= WHAT THE EXERCISE ASKS =
Could you rewrite the records below with every "drop a point" changed to "place a marker" and everything else left the same?

** begin RECORDED DATA **

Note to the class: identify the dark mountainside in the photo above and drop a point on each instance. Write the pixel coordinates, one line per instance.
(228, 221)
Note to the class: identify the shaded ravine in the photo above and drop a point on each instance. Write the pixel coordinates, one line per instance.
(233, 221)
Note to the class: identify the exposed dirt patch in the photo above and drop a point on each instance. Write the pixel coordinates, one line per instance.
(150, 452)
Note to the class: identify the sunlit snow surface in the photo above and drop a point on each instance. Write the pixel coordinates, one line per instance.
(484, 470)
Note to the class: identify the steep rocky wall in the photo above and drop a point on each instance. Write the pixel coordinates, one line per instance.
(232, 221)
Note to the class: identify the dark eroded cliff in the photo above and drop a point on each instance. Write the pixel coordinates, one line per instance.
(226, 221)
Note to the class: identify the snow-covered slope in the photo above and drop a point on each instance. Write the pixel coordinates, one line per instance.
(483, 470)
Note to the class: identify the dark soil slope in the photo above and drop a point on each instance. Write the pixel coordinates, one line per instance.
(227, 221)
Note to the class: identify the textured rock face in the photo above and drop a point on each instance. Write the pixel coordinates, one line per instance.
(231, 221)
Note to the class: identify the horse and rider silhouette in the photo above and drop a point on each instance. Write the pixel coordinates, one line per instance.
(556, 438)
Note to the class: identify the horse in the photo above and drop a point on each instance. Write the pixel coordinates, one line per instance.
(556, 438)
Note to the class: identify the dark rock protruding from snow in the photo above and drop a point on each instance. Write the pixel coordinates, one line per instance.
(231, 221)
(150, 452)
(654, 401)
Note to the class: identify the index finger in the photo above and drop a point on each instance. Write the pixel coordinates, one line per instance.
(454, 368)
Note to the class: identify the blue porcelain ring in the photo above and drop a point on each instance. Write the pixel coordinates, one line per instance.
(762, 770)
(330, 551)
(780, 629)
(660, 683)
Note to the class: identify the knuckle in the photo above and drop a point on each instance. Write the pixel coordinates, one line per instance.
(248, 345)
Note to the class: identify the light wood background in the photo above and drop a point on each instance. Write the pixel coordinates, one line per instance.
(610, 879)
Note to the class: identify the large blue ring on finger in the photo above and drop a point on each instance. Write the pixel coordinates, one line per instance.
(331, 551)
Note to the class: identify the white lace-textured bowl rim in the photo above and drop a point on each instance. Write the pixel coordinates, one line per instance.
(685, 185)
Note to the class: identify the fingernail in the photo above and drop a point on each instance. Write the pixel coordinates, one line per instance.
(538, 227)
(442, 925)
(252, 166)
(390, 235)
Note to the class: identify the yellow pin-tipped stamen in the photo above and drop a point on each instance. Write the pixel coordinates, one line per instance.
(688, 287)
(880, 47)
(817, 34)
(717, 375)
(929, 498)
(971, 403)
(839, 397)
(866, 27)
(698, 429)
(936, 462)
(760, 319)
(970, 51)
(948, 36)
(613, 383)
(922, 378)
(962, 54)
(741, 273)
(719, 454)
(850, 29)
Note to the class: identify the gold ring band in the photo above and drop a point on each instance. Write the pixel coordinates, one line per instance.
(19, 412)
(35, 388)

** end RECORDED DATA **

= REPLY TO THE TASK =
Note to the class: identify the dark mountainside in the photo above and place a marker on each instance. Write the pixel coordinates, one line per instance.
(228, 221)
Note to the class: identify the shaded ravine in the photo above and place a marker on each instance. Write the pixel coordinates, one line per instance.
(233, 221)
Note to the class: identify the exposed dirt patch in the photo above and place a marker on each instance. Write the pixel coordinates, one line per instance.
(150, 452)
Note to the class: identify the sunlit snow surface in the photo above and place a marker on each instance. Write the pixel coordinates, one line per instance.
(484, 470)
Note to the class: identify the steep rocky wall in the photo above and place a marker on each instance. Write the pixel coordinates, one line per instance.
(232, 221)
Note to the class: identify the dark eroded cliff in the photo above and place a marker on each instance. Write the pixel coordinates, one line per instance.
(226, 221)
Note to the class: identify the snow-covered slope in the photo above and place a marker on each instance. Write the pixel coordinates, one line per instance.
(483, 470)
Note to the class: identify the dark soil slope in the photo above and place a marker on each instance. Write the pixel coordinates, one line per instance.
(227, 221)
Note to the class: identify the textured rock face in the photo above and place a marker on each instance. Write the pixel coordinates, one line per instance.
(231, 221)
Note to the class: identify the horse and rider silhouette in the photo above and place a marker on each instance. Write the pixel coordinates, one line per instance.
(556, 438)
Note to the class: identify the horse in the photo above and place a marker on each instance. Write the pixel coordinates, one line per instance.
(556, 438)
Note to the class: identify the dark rock protruding from snow in the photo above and place a marker on each instance. Write the pixel coordinates, one line per instance.
(231, 221)
(150, 452)
(654, 401)
Note to the class: identify the index finger in the photo above and place a marker on each instance. Write the pixel coordinates, one line per instance.
(454, 368)
Note to the class: identify the blue porcelain ring in the photo above and place a marker on each instance. Write the pixel coordinates, one line per instance.
(762, 770)
(330, 551)
(780, 629)
(660, 683)
Note to the class: identify the knuckle in the photo above and place a marker on each instance. Write the pixel coordinates, one line per instance.
(248, 345)
Note to the class: identify the light wood background in the photo above and place a marker on each instance. Write the pixel coordinates, one line per instance.
(610, 879)
Note to the class: identify the large blue ring on finger in the photo above and place a marker on each instance. Write the pixel coordinates, one line per instance.
(331, 551)
Note to the class: identify the white lace-textured bowl rim in the photo above and place a marker on each instance. Write the pixel coordinates, one line per instance.
(685, 185)
Note to the class: identify the fingernail in the photo above and place a marker on each instance. Write the pixel coordinates, one line per instance.
(538, 227)
(442, 925)
(252, 166)
(390, 235)
Note to the class: identify the yellow pin-tipped stamen in the photo above and place a marker on each instance. Write the pixel coordinates, one line per instance.
(688, 287)
(880, 47)
(817, 34)
(717, 375)
(929, 498)
(971, 403)
(839, 397)
(866, 27)
(698, 429)
(936, 462)
(760, 319)
(970, 51)
(948, 36)
(613, 383)
(922, 378)
(962, 54)
(741, 273)
(719, 454)
(850, 29)
Note to the class: identify the gold ring band in the photo above and place a marker on each instance. Write the pixel coordinates, one line per instance.
(19, 412)
(35, 388)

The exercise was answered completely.